__Entries from a dataset__
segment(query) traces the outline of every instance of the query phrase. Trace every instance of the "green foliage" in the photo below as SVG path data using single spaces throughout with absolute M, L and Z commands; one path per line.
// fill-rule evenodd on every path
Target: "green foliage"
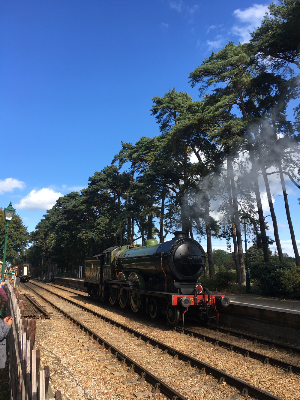
M 6 221 L 4 211 L 0 208 L 0 257 L 2 260 L 5 238 Z M 6 262 L 12 265 L 24 260 L 25 252 L 28 241 L 27 228 L 18 215 L 15 214 L 8 226 L 6 246 Z
M 232 261 L 230 254 L 221 249 L 214 249 L 212 250 L 212 255 L 216 265 L 218 266 L 224 262 L 230 262 Z
M 232 285 L 231 282 L 236 282 L 235 271 L 221 271 L 216 274 L 215 278 L 212 279 L 208 276 L 205 278 L 202 275 L 199 280 L 202 286 L 208 288 L 210 290 L 226 290 Z
M 272 3 L 262 23 L 252 34 L 251 42 L 256 51 L 273 68 L 289 63 L 300 68 L 300 3 L 298 0 L 281 0 L 278 6 Z M 271 16 L 272 16 L 272 17 Z
M 282 284 L 282 280 L 293 265 L 293 262 L 288 262 L 280 264 L 278 256 L 272 256 L 270 262 L 258 260 L 254 263 L 250 276 L 252 282 L 258 285 L 261 293 L 268 296 L 286 295 L 289 291 L 286 286 Z

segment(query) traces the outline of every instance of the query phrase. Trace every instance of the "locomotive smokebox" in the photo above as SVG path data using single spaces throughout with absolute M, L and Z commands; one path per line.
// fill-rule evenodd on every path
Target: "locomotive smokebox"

__TASK TO COMPLETE__
Reproduce every row above verbatim, leaving out the pictures.

__THE COMPLETED TASK__
segment(query) traces the outline of every instance of the query phrase. Trace every instance of the "green foliage" in the photo below as SVG path data using single spaces throughout with absolute M, L and Z commands; one path per line.
// fill-rule evenodd on every path
Target: "green foliage"
M 6 221 L 4 211 L 0 208 L 0 257 L 2 260 L 5 238 Z M 6 262 L 12 265 L 24 260 L 25 252 L 28 241 L 27 228 L 18 215 L 15 214 L 8 226 L 6 246 Z
M 232 261 L 230 254 L 221 249 L 214 249 L 212 250 L 212 255 L 216 265 L 218 266 L 224 262 L 230 262 Z
M 232 285 L 231 282 L 236 282 L 235 271 L 221 271 L 216 274 L 215 278 L 212 279 L 208 276 L 205 278 L 202 275 L 199 280 L 202 286 L 208 288 L 210 290 L 226 290 Z
M 272 3 L 262 23 L 252 34 L 251 42 L 256 51 L 273 68 L 289 63 L 300 68 L 300 3 L 298 0 L 281 0 L 278 6 Z M 271 16 L 272 16 L 272 17 Z
M 282 284 L 282 280 L 293 265 L 293 262 L 288 262 L 280 264 L 278 256 L 272 256 L 270 262 L 258 260 L 254 263 L 250 276 L 252 282 L 258 285 L 261 293 L 268 296 L 286 295 L 289 291 L 286 286 Z

segment(query) traces the outline of every instance of the query phrase. Trace every instance of the "locomotive smokebox" in the photo above as SVG path data using single spaces throughout with absolute M, L and Z commands; one path per line.
// fill-rule evenodd on every path
Target: "locomotive smokebox"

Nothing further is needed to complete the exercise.